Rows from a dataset
+ + + + + + +
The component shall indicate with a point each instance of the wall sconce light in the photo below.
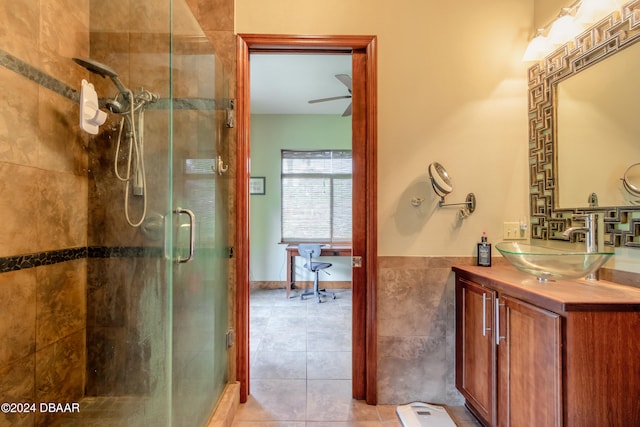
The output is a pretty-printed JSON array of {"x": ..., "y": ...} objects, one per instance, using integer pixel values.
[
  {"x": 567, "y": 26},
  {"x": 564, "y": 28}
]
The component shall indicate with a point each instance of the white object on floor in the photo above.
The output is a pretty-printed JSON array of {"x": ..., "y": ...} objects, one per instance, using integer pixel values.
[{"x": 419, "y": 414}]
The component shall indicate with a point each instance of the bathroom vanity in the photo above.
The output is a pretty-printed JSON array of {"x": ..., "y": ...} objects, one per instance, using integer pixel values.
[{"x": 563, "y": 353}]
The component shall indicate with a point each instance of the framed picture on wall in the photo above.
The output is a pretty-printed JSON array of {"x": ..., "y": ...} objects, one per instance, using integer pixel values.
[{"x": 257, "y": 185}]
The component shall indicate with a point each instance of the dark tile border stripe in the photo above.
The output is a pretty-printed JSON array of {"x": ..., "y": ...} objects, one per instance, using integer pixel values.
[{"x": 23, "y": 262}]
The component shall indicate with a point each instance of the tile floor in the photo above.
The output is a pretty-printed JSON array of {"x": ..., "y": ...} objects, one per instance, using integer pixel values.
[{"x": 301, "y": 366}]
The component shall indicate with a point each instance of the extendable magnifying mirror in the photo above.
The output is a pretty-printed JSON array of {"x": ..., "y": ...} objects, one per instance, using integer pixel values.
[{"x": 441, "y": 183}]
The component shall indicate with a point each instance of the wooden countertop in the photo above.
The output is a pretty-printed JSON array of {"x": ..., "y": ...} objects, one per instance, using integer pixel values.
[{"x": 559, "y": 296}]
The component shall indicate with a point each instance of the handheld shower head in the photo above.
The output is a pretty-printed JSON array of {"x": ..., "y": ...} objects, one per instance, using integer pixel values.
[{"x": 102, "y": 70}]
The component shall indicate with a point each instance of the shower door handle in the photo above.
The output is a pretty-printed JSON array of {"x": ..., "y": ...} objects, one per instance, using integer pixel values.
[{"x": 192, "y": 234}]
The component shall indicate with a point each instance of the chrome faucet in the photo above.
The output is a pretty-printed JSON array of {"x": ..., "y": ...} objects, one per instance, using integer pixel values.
+ + + + + + +
Repeat the stretch of the records from the line containing "mirror in the photo above." through the end, with "wooden countertop" switched to "marble countertop" and everything else left as it is. Give only that stretch.

The component shall indicate with a point each instance of the extendable magnifying mirror in the photo above.
The output is a pretty-printed JSON array of {"x": ..., "y": ...} objects, one per instance, using integer pixel values.
[{"x": 441, "y": 183}]
The component shall indicate with a point each instance of the marble countertop in the photo above.
The output is a pretty-printed JSON array of {"x": ..., "y": ...} objects, one per instance, using integer pixel values.
[{"x": 559, "y": 296}]
The component shall indicate with a point each instance of the handheld shower head in the photo above.
The output is a pretty-printed JSON array of {"x": ..., "y": ...} objects, one per instance, using integer pixel values.
[{"x": 102, "y": 70}]
The component shall indicate with a point each instance of the shower door handle in the photo above.
The output is a pretty-printed JSON array of {"x": ..., "y": ...} objects, one per instance, using integer pixel values.
[{"x": 192, "y": 234}]
The component shall indicate with a point each instance of the chrome faucet in the photo above.
The output is a pretty-printed JSON array of {"x": ..., "y": ...} objects, one per instance, using integer pixel values.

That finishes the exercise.